Strategisch wichtiger sind die Vorgänge in der Westbank, die allzu leicht aus dem Blickfeld verschwinden. Hier zeichnet sich ein Übergang ab von der israelischen Apartheidpolitik zu einer allmählichen ethnischen Säuberung, betrieben durch Siedlermob und israelische Armee, die kaum mehr unterscheidbar sind.
Schläge gegen die Führungen von Hamas und Hisbollah und gegen Repräsentanten des Iran verweisen allerdings auf das Hauptziel der israelischen Regierung: den Iran zu einer mehr als symbolischen Reaktion zu zwingen, damit einen Regionalkrieg zu entfesseln und eine direkte Beteiligung der USA herbeizuführen. In Washington scheint einerseits wenig Lust auf eine weitere Front zu bestehen – schon gegen Russland und China ist die Waffenproduktion ausgelastet. Andererseits gehen alle westlichen Ermahnungen, Israel möge nicht zu brutal vorgehen und sich endlich ernsthaft auf Verhandlungen einlassen, offenkundig ins Leere, solange nicht der Nachschub gestoppt wird.

• Gegebene Anweisung 1: Wer betreibt laut dem Textauszug die ethnische Säuberung in der Westbank?
• Gegebene Anweisung 2: Gib jede Zeile der Einträge wieder, in der das Wort "like" vorkommt.

• Gespeicherte Einträge:
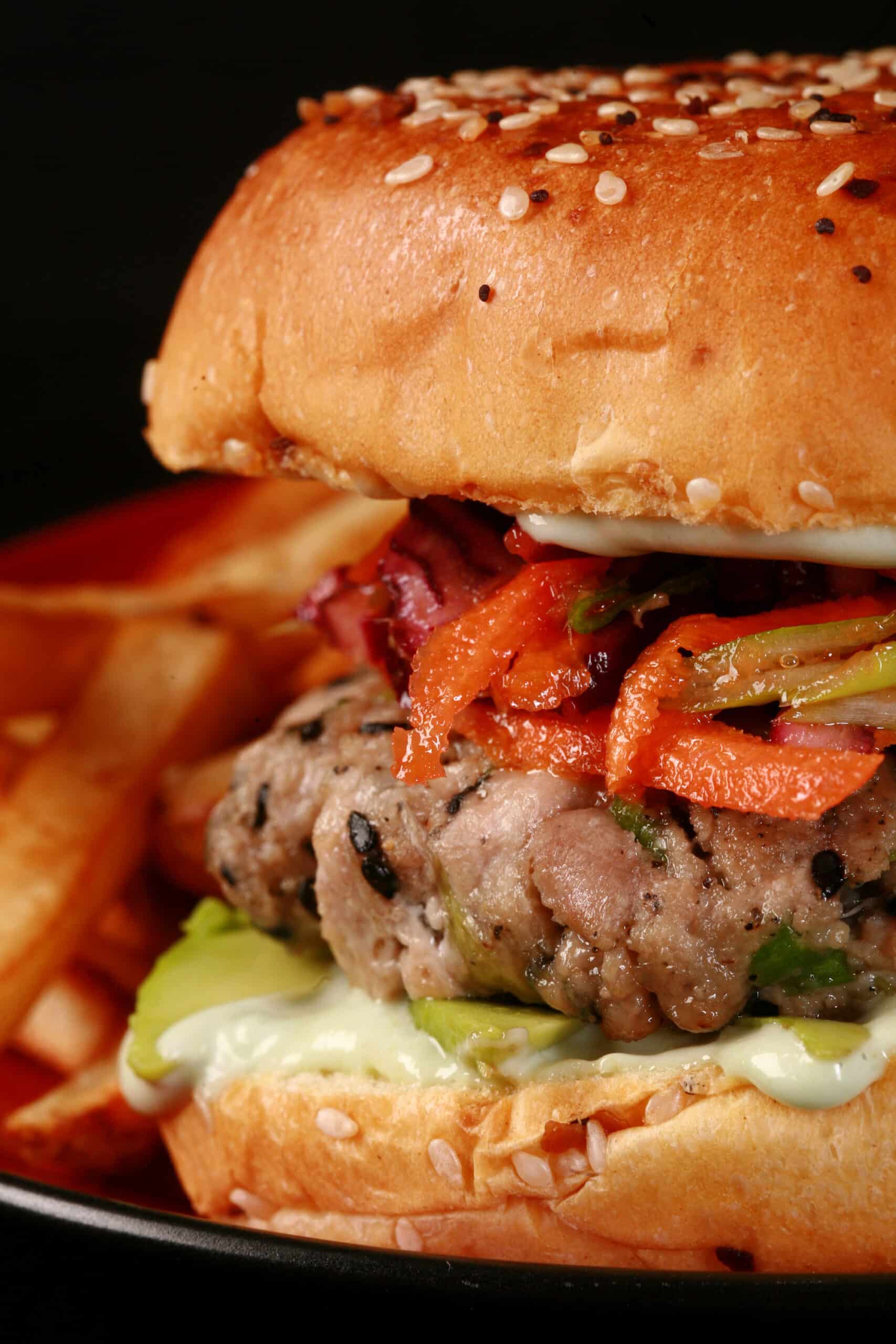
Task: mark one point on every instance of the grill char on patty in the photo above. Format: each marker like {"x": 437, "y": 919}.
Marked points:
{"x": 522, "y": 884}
...
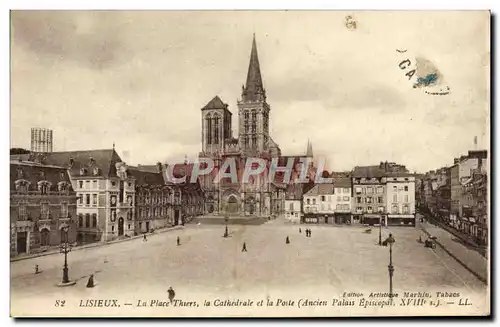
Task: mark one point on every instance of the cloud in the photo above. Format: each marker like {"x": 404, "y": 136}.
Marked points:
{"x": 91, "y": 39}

• Richtiges Ergebnis 1: Siedlermob und israelische Armee

• Richtiges Ergebnis 2:
Task: mark one point on every instance of the grill char on patty in the photo above. Format: each marker like {"x": 437, "y": 919}.
Task: mark one point on every instance of the cloud in the photo above. Format: each marker like {"x": 404, "y": 136}.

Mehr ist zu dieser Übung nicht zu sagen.